Records shown:
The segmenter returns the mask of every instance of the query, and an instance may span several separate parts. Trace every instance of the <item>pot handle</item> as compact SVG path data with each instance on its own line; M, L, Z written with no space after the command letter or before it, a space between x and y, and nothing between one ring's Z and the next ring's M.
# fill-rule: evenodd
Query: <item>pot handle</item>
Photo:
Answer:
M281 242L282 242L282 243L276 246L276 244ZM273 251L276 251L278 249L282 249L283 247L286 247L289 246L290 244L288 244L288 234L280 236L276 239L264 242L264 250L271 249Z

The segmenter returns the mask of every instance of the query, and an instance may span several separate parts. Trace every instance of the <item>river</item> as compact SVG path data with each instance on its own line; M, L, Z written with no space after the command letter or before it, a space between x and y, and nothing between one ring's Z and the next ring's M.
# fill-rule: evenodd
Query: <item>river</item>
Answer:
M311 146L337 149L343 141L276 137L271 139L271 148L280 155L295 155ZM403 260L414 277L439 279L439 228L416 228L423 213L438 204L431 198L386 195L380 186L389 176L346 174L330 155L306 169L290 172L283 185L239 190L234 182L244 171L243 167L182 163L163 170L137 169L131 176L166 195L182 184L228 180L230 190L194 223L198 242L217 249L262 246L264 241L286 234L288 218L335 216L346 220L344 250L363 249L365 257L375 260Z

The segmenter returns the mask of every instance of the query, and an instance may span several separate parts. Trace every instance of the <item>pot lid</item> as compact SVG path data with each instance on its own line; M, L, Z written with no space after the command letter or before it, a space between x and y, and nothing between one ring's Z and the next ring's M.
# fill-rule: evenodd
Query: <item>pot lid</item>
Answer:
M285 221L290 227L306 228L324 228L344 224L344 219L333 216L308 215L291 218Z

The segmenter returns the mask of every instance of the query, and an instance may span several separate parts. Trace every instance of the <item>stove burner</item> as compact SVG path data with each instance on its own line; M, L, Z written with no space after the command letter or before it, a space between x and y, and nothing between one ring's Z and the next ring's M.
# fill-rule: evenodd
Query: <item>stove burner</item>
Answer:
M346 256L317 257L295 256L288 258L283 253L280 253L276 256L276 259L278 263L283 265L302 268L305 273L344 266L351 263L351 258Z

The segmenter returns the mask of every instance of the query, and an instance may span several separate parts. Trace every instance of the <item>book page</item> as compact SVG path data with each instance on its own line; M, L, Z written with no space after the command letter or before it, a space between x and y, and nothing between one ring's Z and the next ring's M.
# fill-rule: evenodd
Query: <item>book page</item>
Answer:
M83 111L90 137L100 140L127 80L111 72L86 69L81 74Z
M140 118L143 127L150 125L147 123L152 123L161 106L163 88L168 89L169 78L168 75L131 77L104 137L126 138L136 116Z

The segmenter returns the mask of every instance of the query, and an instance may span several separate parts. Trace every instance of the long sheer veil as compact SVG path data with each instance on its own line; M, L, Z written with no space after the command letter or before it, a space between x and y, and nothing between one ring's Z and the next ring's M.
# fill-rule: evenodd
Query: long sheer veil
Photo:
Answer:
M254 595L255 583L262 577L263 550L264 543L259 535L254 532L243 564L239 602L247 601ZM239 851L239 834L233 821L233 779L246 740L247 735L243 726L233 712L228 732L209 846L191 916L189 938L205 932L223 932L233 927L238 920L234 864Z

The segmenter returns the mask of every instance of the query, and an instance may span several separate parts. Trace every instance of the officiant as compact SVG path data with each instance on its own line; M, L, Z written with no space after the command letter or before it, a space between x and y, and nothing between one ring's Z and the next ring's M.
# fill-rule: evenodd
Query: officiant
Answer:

What you should do: Which lines in the records above contain the word "handle"? Copy each of those lines in full.

Answer below:
The segmenter returns the mask of every instance of the query, and an instance may span several separate parts. Trace every instance of the <item>pot handle</item> as compact SVG path data with each instance on its own line; M, L, Z written with no space after the command letter or before it, a space between x and y, and nothing between one ring's Z and the next ring's M.
Query: <item>pot handle</item>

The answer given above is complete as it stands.